Render the data below as a Markdown table with two columns, Row and Line. Give each line its number under Row and its text under Line, and leave out any blank lines.

Data from a source:
● ● ● ● ● ● ●

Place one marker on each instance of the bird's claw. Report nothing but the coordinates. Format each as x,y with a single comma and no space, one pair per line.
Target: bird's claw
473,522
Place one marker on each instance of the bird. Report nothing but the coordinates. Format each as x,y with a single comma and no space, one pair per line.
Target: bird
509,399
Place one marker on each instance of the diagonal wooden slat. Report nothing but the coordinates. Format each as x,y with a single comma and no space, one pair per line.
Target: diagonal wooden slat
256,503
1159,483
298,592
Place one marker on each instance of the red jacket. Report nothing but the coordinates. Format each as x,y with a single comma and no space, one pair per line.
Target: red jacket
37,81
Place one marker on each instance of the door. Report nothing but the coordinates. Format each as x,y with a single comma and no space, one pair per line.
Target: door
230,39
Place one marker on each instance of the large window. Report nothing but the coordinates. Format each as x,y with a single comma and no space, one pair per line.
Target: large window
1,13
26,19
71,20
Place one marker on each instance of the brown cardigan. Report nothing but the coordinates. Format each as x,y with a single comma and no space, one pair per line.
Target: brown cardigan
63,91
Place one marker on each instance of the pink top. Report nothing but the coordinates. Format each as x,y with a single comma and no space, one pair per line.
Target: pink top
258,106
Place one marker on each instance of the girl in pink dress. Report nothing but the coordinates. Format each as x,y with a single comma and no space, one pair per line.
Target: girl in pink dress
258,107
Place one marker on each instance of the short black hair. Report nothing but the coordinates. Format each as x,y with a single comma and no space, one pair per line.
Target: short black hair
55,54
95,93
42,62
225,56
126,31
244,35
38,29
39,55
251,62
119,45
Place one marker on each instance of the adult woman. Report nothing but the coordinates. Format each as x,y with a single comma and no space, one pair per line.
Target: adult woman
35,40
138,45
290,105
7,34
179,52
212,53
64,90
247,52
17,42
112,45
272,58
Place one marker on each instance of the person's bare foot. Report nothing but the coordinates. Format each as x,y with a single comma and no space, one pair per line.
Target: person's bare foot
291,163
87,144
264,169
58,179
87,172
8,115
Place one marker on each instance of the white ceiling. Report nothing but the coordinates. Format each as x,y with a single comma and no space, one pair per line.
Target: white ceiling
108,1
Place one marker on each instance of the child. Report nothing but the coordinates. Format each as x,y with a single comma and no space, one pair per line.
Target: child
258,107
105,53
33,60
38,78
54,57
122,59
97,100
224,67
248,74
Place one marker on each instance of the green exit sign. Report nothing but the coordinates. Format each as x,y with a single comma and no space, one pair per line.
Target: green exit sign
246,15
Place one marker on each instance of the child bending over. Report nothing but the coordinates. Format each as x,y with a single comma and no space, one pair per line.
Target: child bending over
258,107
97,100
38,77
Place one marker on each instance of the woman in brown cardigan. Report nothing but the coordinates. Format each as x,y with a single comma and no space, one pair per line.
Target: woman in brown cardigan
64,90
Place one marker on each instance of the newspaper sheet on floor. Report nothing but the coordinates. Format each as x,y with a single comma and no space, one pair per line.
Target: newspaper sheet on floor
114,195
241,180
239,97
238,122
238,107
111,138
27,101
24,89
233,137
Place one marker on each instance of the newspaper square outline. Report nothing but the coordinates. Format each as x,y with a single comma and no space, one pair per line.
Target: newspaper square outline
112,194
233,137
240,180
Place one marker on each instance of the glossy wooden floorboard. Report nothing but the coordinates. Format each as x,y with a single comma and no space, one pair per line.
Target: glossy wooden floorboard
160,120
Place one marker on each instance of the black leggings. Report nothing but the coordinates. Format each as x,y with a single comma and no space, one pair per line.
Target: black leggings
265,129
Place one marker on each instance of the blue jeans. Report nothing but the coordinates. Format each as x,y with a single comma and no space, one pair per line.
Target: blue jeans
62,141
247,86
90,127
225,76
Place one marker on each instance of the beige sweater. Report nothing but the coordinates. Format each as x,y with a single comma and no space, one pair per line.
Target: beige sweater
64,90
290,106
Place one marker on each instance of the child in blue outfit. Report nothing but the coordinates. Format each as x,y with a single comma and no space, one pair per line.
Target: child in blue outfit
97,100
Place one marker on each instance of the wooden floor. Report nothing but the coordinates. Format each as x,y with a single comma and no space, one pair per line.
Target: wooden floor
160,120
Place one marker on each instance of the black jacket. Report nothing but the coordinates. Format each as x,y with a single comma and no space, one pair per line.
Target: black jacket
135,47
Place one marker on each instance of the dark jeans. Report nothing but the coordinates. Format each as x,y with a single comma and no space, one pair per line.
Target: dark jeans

● ● ● ● ● ● ●

= ANSWER BELOW =
| Row | Line |
|---|---|
| 1 | Place one marker on each instance of the bird's claw. Report nothing but the coordinates. Format each as x,y with a single comma and no space, one pair per line. |
| 2 | Target: bird's claw |
| 3 | 473,522 |
| 4 | Place one marker on each instance of the bird. Report nothing but the coordinates. Format each as x,y with a single comma and no space, one pair per line. |
| 5 | Target: bird |
| 6 | 509,399 |
| 7 | Place one marker on each instance of the diagonal wooden slat. Report nothing but the coordinates. Format each as x,y with a single comma and no space, one pair per line. |
| 8 | Target: diagonal wooden slat |
| 9 | 256,503 |
| 10 | 1159,483 |
| 11 | 298,592 |
| 12 | Place one marker on each instance of the red jacket. Report nothing but the coordinates. Format each as x,y with a single comma and no space, one pair per line. |
| 13 | Target: red jacket |
| 14 | 37,81 |
| 15 | Place one marker on each instance of the door. Report nothing but the coordinates. Format each as x,y with a single comma and no space, one pair per line. |
| 16 | Target: door |
| 17 | 230,39 |
| 18 | Place one marker on each instance of the large window. Report nothing but the coordinates. Format each as x,y with a single comma and no space, one pair per line. |
| 19 | Target: large window |
| 20 | 1,13 |
| 21 | 26,19 |
| 22 | 71,20 |
| 23 | Place one marker on each instance of the brown cardigan. Report nothing but the coordinates. Format each as x,y with a single comma and no space, one pair per line. |
| 24 | Target: brown cardigan |
| 25 | 63,91 |
| 26 | Place one marker on each instance of the pink top. Report nothing but the coordinates. Format each as x,y with a single comma and no space, one pair per line. |
| 27 | Target: pink top |
| 28 | 258,106 |
| 29 | Place one marker on each instance of the girl in pink dress. Report nothing but the coordinates. Format each as x,y with a single comma and no space, one pair per line. |
| 30 | Target: girl in pink dress |
| 31 | 258,107 |
| 32 | Place one marker on each instance of the short black hair. Report nothing but the coordinates. Format each as x,y with a single comma and no space, one pair per line. |
| 33 | Target: short black hair |
| 34 | 55,54 |
| 35 | 95,93 |
| 36 | 42,62 |
| 37 | 225,56 |
| 38 | 126,31 |
| 39 | 244,35 |
| 40 | 38,29 |
| 41 | 39,55 |
| 42 | 251,62 |
| 43 | 119,45 |
| 44 | Place one marker on each instance of the adult woman. Report nothing but the coordinates. Format each as x,y with a single comma and no space, one pair per line. |
| 45 | Target: adult woman |
| 46 | 35,40 |
| 47 | 138,45 |
| 48 | 290,105 |
| 49 | 7,34 |
| 50 | 179,52 |
| 51 | 212,53 |
| 52 | 64,90 |
| 53 | 247,52 |
| 54 | 17,42 |
| 55 | 112,45 |
| 56 | 272,58 |
| 57 | Place one marker on each instance of the person's bare foot. Report nothing but the coordinates. Format each as x,y with a single comma and no space, one pair per line. |
| 58 | Target: person's bare foot |
| 59 | 291,163 |
| 60 | 87,144 |
| 61 | 264,169 |
| 62 | 58,179 |
| 63 | 87,172 |
| 64 | 8,115 |
| 65 | Place one marker on each instance of the white ceiling. Report nothing but the coordinates. Format each as x,y with a single comma and no space, one pair per line. |
| 66 | Target: white ceiling |
| 67 | 108,1 |
| 68 | Place one marker on each instance of the child. Report nothing but the coordinates. Format each as x,y with a single comma and no space, one pair per line. |
| 69 | Target: child |
| 70 | 258,107 |
| 71 | 105,53 |
| 72 | 33,60 |
| 73 | 38,78 |
| 74 | 54,57 |
| 75 | 122,59 |
| 76 | 97,100 |
| 77 | 224,67 |
| 78 | 248,74 |
| 79 | Place one marker on each instance of the green exit sign. Report nothing but the coordinates. Format each as x,y with a single comma and no space, one pair per line. |
| 80 | Target: green exit sign |
| 81 | 246,15 |
| 82 | Place one marker on each instance of the child bending over. Report nothing but the coordinates. Format each as x,y with a single comma and no space, one pair per line. |
| 83 | Target: child bending over |
| 84 | 258,107 |
| 85 | 97,100 |
| 86 | 38,77 |
| 87 | Place one marker on each instance of the woman in brown cardigan. Report nothing but the coordinates. Format each as x,y with a single comma and no space, one pair per line. |
| 88 | Target: woman in brown cardigan |
| 89 | 64,90 |
| 90 | Place one marker on each instance of the newspaper sheet on floor. Report nothing but the coordinates. Format each as x,y with a single comma and no space, one pair per line. |
| 91 | Target: newspaper sheet on floor |
| 92 | 114,195 |
| 93 | 241,180 |
| 94 | 239,97 |
| 95 | 238,122 |
| 96 | 238,107 |
| 97 | 111,138 |
| 98 | 27,101 |
| 99 | 24,89 |
| 100 | 233,137 |
| 101 | Place one marker on each instance of the newspaper square outline. Report nothing but the coordinates. Format each as x,y with a single comma and no space, one pair per line. |
| 102 | Target: newspaper square outline |
| 103 | 112,194 |
| 104 | 233,137 |
| 105 | 240,180 |
| 106 | Place one marker on each instance of the glossy wooden floorboard. Report nothing but the coordinates. Format each as x,y with a single comma and no space, one pair per line. |
| 107 | Target: glossy wooden floorboard |
| 108 | 160,120 |
| 109 | Place one marker on each instance of the black leggings. Report nothing but the coordinates. Format each as x,y with a single comma and no space, one pair per line. |
| 110 | Target: black leggings |
| 111 | 265,129 |
| 112 | Place one marker on each instance of the blue jeans. Report nothing but the coordinates. Format each as x,y with a single comma and no space, one pair per line. |
| 113 | Target: blue jeans |
| 114 | 62,141 |
| 115 | 247,86 |
| 116 | 90,127 |
| 117 | 225,76 |
| 118 | Place one marker on each instance of the beige sweater. Report nothing but the coordinates. Format each as x,y with a single comma and no space, one pair per line. |
| 119 | Target: beige sweater |
| 120 | 64,90 |
| 121 | 290,106 |
| 122 | Place one marker on each instance of the child in blue outfit. Report nothing but the coordinates. Format each as x,y with a single comma and no space, one pair per line. |
| 123 | Target: child in blue outfit |
| 124 | 97,100 |
| 125 | Place one marker on each instance of the wooden floor. Report nothing but the coordinates. Format each as x,y with a single comma and no space, one pair per line. |
| 126 | Target: wooden floor |
| 127 | 160,120 |
| 128 | Place one marker on each instance of the black jacket. Report nothing but the coordinates. Format each as x,y with a single comma and no space, one pair per line. |
| 129 | Target: black jacket |
| 130 | 135,47 |
| 131 | Place one marker on each instance of the dark jeans. Report nothing but the coordinates. Format each as x,y with a single comma and no space, one pair per line. |
| 132 | Target: dark jeans |